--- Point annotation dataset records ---
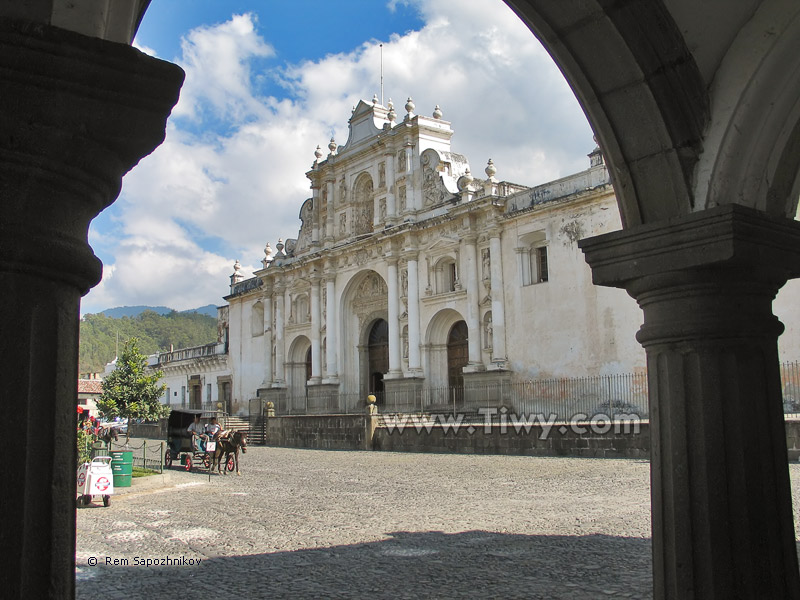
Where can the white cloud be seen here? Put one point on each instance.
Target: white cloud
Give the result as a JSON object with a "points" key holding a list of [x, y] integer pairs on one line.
{"points": [[202, 200]]}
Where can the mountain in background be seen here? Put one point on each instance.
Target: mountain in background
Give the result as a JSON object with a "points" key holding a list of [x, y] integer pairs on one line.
{"points": [[100, 333], [135, 311]]}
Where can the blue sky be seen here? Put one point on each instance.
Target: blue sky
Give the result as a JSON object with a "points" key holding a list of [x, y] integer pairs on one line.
{"points": [[267, 81]]}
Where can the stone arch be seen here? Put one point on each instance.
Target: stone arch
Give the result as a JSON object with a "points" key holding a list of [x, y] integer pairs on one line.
{"points": [[297, 371], [436, 338], [364, 299]]}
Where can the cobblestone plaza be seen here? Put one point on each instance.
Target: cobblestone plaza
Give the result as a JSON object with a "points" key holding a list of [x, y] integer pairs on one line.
{"points": [[307, 523]]}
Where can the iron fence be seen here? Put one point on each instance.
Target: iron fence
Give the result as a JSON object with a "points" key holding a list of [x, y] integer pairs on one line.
{"points": [[618, 396]]}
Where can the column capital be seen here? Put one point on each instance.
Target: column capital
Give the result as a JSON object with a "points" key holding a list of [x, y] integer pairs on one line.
{"points": [[724, 237], [705, 283], [411, 254], [67, 151]]}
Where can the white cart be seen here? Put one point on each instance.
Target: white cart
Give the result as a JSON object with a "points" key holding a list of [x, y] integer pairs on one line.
{"points": [[95, 479]]}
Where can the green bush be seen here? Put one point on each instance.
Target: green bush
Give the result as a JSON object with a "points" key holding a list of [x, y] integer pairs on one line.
{"points": [[84, 447]]}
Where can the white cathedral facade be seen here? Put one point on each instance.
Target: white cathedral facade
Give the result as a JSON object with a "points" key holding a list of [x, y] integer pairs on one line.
{"points": [[415, 279]]}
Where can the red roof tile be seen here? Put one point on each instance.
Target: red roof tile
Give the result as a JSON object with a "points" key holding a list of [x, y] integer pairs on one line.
{"points": [[90, 386]]}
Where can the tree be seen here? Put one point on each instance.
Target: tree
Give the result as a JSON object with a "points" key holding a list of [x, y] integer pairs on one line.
{"points": [[129, 392]]}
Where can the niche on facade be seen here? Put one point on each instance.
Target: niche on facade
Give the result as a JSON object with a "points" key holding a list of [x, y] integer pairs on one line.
{"points": [[488, 331], [445, 275], [302, 309], [364, 207], [257, 319], [533, 259]]}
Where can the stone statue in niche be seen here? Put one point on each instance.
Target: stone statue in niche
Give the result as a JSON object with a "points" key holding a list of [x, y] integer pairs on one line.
{"points": [[488, 331]]}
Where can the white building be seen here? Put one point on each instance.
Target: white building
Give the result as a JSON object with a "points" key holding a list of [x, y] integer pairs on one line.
{"points": [[411, 274]]}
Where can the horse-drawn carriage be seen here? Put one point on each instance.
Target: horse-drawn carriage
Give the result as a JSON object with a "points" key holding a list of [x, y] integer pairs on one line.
{"points": [[180, 447]]}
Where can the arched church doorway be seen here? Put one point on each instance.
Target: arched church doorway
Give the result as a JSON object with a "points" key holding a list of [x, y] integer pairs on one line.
{"points": [[457, 359], [378, 352]]}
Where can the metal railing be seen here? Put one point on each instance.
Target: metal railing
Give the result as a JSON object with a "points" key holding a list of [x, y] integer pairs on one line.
{"points": [[213, 349], [620, 396]]}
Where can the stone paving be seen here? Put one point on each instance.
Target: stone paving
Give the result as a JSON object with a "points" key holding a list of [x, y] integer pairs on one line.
{"points": [[317, 524]]}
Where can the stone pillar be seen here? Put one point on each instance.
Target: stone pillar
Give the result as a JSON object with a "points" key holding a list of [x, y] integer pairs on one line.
{"points": [[721, 501], [414, 363], [498, 300], [395, 369], [315, 212], [268, 336], [316, 321], [391, 203], [413, 200], [472, 316], [77, 114], [331, 324], [330, 225], [280, 337]]}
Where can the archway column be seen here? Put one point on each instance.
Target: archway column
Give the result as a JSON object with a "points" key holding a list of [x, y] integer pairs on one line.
{"points": [[414, 363], [473, 315], [498, 300], [268, 335], [331, 326], [721, 500], [395, 369], [316, 322], [280, 337], [78, 113]]}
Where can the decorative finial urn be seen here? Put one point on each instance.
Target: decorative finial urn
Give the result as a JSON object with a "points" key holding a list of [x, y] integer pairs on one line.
{"points": [[490, 170], [410, 106]]}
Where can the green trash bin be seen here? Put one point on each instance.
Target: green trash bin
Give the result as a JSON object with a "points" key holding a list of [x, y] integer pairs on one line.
{"points": [[122, 467]]}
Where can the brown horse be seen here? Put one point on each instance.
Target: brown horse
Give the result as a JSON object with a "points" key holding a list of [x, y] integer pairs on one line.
{"points": [[107, 434], [228, 445]]}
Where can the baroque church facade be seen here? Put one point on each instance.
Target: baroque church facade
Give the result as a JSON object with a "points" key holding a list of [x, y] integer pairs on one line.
{"points": [[410, 276]]}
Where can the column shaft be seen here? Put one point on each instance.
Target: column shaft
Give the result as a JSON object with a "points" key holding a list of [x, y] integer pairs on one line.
{"points": [[268, 339], [414, 363], [330, 328], [78, 113], [391, 204], [472, 316], [394, 318], [498, 298], [316, 358], [280, 371]]}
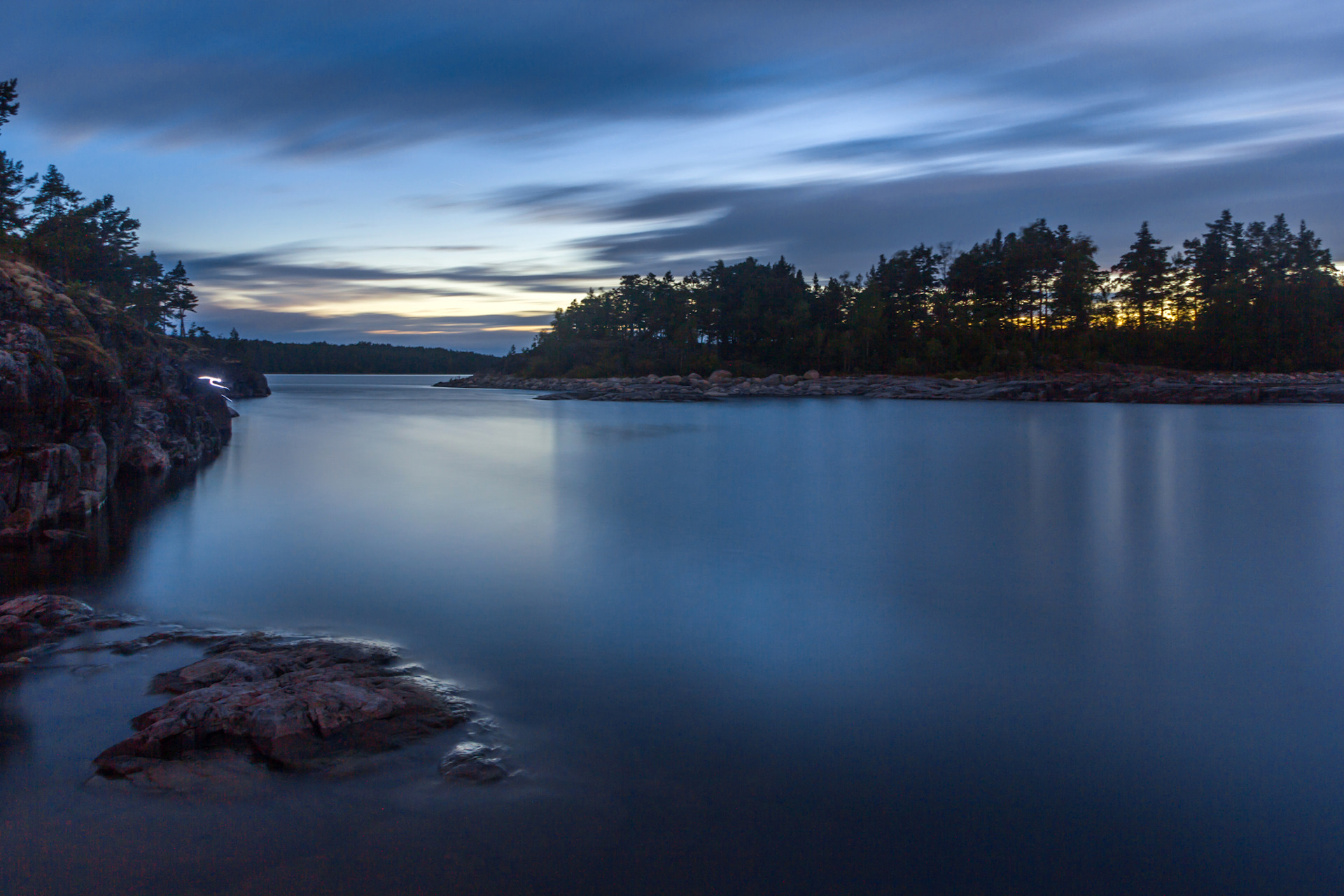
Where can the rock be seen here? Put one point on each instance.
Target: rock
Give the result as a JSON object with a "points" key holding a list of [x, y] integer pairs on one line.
{"points": [[195, 771], [473, 763], [39, 620], [85, 393], [293, 703]]}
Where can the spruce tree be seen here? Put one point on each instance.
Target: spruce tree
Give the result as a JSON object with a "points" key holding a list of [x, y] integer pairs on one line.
{"points": [[181, 300], [1144, 274]]}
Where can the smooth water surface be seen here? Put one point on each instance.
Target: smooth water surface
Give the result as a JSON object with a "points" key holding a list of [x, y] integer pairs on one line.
{"points": [[756, 647]]}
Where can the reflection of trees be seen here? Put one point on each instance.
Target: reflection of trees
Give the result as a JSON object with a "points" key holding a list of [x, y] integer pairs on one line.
{"points": [[14, 727], [102, 542]]}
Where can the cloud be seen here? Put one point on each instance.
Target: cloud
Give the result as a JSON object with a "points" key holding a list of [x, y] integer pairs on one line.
{"points": [[350, 77], [489, 333], [835, 226]]}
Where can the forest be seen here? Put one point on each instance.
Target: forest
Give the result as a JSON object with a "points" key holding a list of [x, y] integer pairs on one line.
{"points": [[1238, 296]]}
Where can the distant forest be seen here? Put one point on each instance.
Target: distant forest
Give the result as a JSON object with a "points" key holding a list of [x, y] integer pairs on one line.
{"points": [[1240, 296], [1236, 298], [323, 358]]}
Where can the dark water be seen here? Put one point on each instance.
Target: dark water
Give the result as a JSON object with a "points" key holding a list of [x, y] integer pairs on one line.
{"points": [[834, 647]]}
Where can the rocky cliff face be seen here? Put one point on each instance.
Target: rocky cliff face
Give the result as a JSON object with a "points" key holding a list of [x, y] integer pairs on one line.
{"points": [[88, 393]]}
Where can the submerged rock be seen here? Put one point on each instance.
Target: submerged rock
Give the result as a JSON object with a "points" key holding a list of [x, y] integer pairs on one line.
{"points": [[39, 621], [473, 763], [302, 704]]}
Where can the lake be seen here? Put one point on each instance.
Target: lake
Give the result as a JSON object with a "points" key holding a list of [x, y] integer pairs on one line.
{"points": [[755, 647]]}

--- Set problem ---
Render every line of the material above as a JSON list of strings, one string per line, omitting blank lines. Leave the pictures out of the list.

--- Result ---
[
  "Where can the white cloud be seen here? Put one point on each instance.",
  "Target: white cloud",
  "Give the result as a JSON object with a \"points\" key holding a list of [x, y] integer pairs on one line.",
  "{\"points\": [[202, 200]]}",
  "Where can the mountain in background be seen here? Put one point on each instance.",
  "Target: mountain in background",
  "Give the result as a JSON object with a \"points\" key holding a list of [x, y] integer pairs on one line.",
  "{\"points\": [[100, 333], [135, 311]]}",
  "Where can the blue sky be seen here? Put one point on each instance.",
  "Target: blue sky",
  "Give the result as a JSON object with a \"points\" key holding a list of [x, y] integer pairs on one line.",
  "{\"points\": [[267, 81]]}",
  "Where can the stone arch be seen here? Put one point on each instance.",
  "Target: stone arch",
  "Give the result as a JSON object with a \"points\" key holding a list of [x, y] integer pairs on one line.",
  "{\"points\": [[297, 371], [436, 338], [364, 299]]}",
  "Where can the cobblestone plaza be seen here? Put one point on each instance.",
  "Target: cobblestone plaza",
  "Give the result as a JSON object with a \"points\" key holding a list of [x, y] integer pairs on one line.",
  "{\"points\": [[307, 523]]}",
  "Where can the iron fence be seen here? Put one point on each instance.",
  "Target: iron fence",
  "Give the result as a JSON object with a \"points\" key holding a list of [x, y] integer pairs on one line.",
  "{\"points\": [[618, 396]]}",
  "Where can the column capital be seen here? Put one point on each instance.",
  "Target: column capital",
  "Give the result as a JSON object with a \"points\" key holding a list of [x, y] integer pairs on one line.",
  "{\"points\": [[724, 237], [705, 283], [411, 254], [67, 151]]}",
  "Where can the white cart be seen here? Put one point on each instance.",
  "Target: white cart",
  "Give the result as a JSON object with a \"points\" key holding a list of [x, y] integer pairs on one line.",
  "{\"points\": [[95, 479]]}",
  "Where can the green bush be seen here? Put one point on each instance.",
  "Target: green bush",
  "Give the result as a JSON object with a \"points\" key holding a list of [x, y] integer pairs on one line.",
  "{\"points\": [[84, 447]]}",
  "Where can the white cathedral facade be seen here? Put one point on each instance.",
  "Target: white cathedral facade",
  "Give the result as a JSON object with a \"points\" key holding a list of [x, y] integer pairs on one line.",
  "{\"points\": [[415, 279]]}",
  "Where can the red roof tile be seen here? Put one point on each instance.",
  "Target: red roof tile",
  "Give the result as a JSON object with a \"points\" key holding a list of [x, y] integer pairs on one line.",
  "{\"points\": [[90, 386]]}",
  "Where can the tree be seen here? Put one point on each instance.",
  "Target: tree",
  "Give the result as a JSON object with a \"points\" key holding a list of [x, y] integer pairs on one line.",
  "{\"points\": [[129, 392]]}",
  "Where can the niche on facade be seen here? Put one point on each instance.",
  "Target: niche on facade",
  "Give the result as a JSON object with a \"points\" key holding a list of [x, y] integer pairs on one line.",
  "{\"points\": [[488, 331], [445, 275], [302, 309], [364, 207], [257, 319], [533, 259]]}",
  "Where can the stone statue in niche be seen here? Put one point on each instance.",
  "Target: stone statue in niche",
  "Give the result as a JSON object with a \"points\" key holding a list of [x, y] integer pairs on one line.",
  "{\"points\": [[488, 331]]}",
  "Where can the white building be seen here? Put one point on each instance.",
  "Target: white building",
  "Give the result as a JSON object with a \"points\" key holding a list of [x, y] integer pairs on one line.",
  "{\"points\": [[411, 274]]}",
  "Where can the horse-drawn carriage be seen here? Put one point on each instance.",
  "Target: horse-drawn carriage",
  "Give the result as a JSON object with a \"points\" key holding a list of [x, y] integer pairs on one line.",
  "{\"points\": [[180, 447]]}",
  "Where can the arched church doorway be seen here? Put one point on each instance.",
  "Target: arched church doorway",
  "Give the result as a JSON object with a \"points\" key holding a list of [x, y] integer pairs on one line.",
  "{\"points\": [[457, 359], [378, 352]]}",
  "Where can the metal railing be seen here? Put one point on each instance.",
  "Target: metal railing",
  "Give the result as a JSON object with a \"points\" key holding a list of [x, y] integer pairs on one line.",
  "{\"points\": [[213, 349], [620, 396]]}",
  "Where can the stone paving be seen here? Put one point on each instance.",
  "Target: stone paving",
  "Give the result as a JSON object with a \"points\" key holding a list of [x, y] integer pairs on one line.",
  "{\"points\": [[317, 524]]}",
  "Where can the stone pillar be seen here? Put one point on each instance.",
  "Target: stone pillar",
  "Give the result as a JSON object with a \"points\" key holding a list of [x, y] integer pairs on one line.",
  "{\"points\": [[721, 501], [414, 363], [498, 300], [395, 369], [315, 212], [268, 336], [316, 321], [391, 203], [413, 200], [472, 316], [77, 114], [331, 324], [330, 225], [280, 337]]}",
  "Where can the archway column be seen here? Put one point on each instance.",
  "Target: archway column",
  "Give the result as a JSON object with a \"points\" key holding a list of [x, y] integer pairs on one line.",
  "{\"points\": [[414, 363], [473, 315], [498, 300], [268, 335], [331, 326], [721, 500], [395, 369], [316, 322], [280, 337], [78, 113]]}",
  "Where can the decorative finial urn be seen here? Put one point on each instance.",
  "Target: decorative finial urn",
  "Give the result as a JSON object with a \"points\" key holding a list of [x, y] integer pairs on one line.",
  "{\"points\": [[490, 170], [410, 106]]}",
  "Where can the green trash bin be seen here? Put one point on each instance.",
  "Target: green trash bin",
  "Give the result as a JSON object with a \"points\" key holding a list of [x, y] integer pairs on one line.",
  "{\"points\": [[122, 467]]}",
  "Where can the brown horse be seen here? Put one point on each instance.",
  "Target: brown horse",
  "Give the result as a JSON object with a \"points\" key holding a list of [x, y] integer pairs on one line.",
  "{\"points\": [[107, 434], [228, 445]]}",
  "Where can the baroque church facade be seen here? Put one point on each instance.",
  "Target: baroque church facade",
  "Give the result as a JSON object with a \"points\" key holding a list of [x, y] integer pairs on one line.",
  "{\"points\": [[410, 276]]}",
  "Where can the column shaft be seen here? Put one point on each instance.",
  "Target: column shaft",
  "Give the result as a JSON object with a \"points\" key holding a list of [x, y] integer pairs on one line.",
  "{\"points\": [[268, 339], [414, 363], [330, 328], [78, 113], [391, 204], [472, 316], [394, 318], [498, 298], [316, 358], [280, 371]]}",
  "Where can the rock be seen here? Put one point on each instance.",
  "Target: rock",
  "Give the result as a JSON object with a \"points\" key holding a list of [x, y] integer pairs on one line.",
  "{\"points\": [[195, 771], [473, 763], [39, 620], [85, 393], [293, 703]]}",
  "Where can the spruce tree be seen here? Put one point on each instance.",
  "Target: spruce tree",
  "Give the result as a JSON object with a \"points\" key holding a list of [x, y] integer pairs on one line.",
  "{\"points\": [[181, 300], [1144, 274]]}",
  "Where can the smooth water surface be seen here? Put one point on each instance.",
  "Target: smooth water surface",
  "Give the result as a JSON object with a \"points\" key holding a list of [x, y] integer pairs on one line.",
  "{\"points\": [[756, 647]]}",
  "Where can the reflection of trees be seen here? Put one point on each instance.",
  "Target: reflection of trees",
  "Give the result as a JSON object with a \"points\" key holding a list of [x, y] integer pairs on one line.",
  "{\"points\": [[14, 727], [102, 542]]}",
  "Where can the cloud be seen here? Put one point on each instance.",
  "Target: cloud",
  "Give the result as a JSON object with a \"points\" key holding a list of [x, y] integer pairs on one line.",
  "{\"points\": [[350, 77], [489, 333], [835, 226]]}",
  "Where can the forest be seen here? Put one point on each instance.",
  "Target: forest",
  "Give the result as a JSON object with a \"points\" key holding a list of [x, y] integer pairs on one line.",
  "{\"points\": [[1238, 296]]}",
  "Where can the distant forest be seen here? Put one point on each instance.",
  "Target: distant forest",
  "Give the result as a JSON object with a \"points\" key holding a list of [x, y] integer pairs on one line.",
  "{\"points\": [[1240, 296], [1236, 298], [323, 358]]}",
  "Where can the dark water be seen here? Put one point on each instance.",
  "Target: dark water",
  "Give the result as a JSON object with a \"points\" key holding a list of [x, y] integer pairs on one line.",
  "{\"points\": [[834, 647]]}",
  "Where can the rocky cliff face be seen here? Put one point on each instance.",
  "Target: rocky cliff face",
  "Give the result as a JSON object with a \"points\" key holding a list of [x, y] integer pairs on one line.",
  "{\"points\": [[88, 393]]}",
  "Where can the submerged rock be seen here? Put one point on each instance.",
  "Target: submerged rock",
  "Give the result as a JSON object with a \"points\" key holding a list of [x, y] integer pairs on one line.",
  "{\"points\": [[39, 621], [473, 763], [302, 704]]}",
  "Where can the lake be seen here? Put one point on each instance.",
  "Target: lake",
  "Give the result as a JSON object with a \"points\" key holding a list of [x, y] integer pairs on one line.",
  "{\"points\": [[755, 647]]}"
]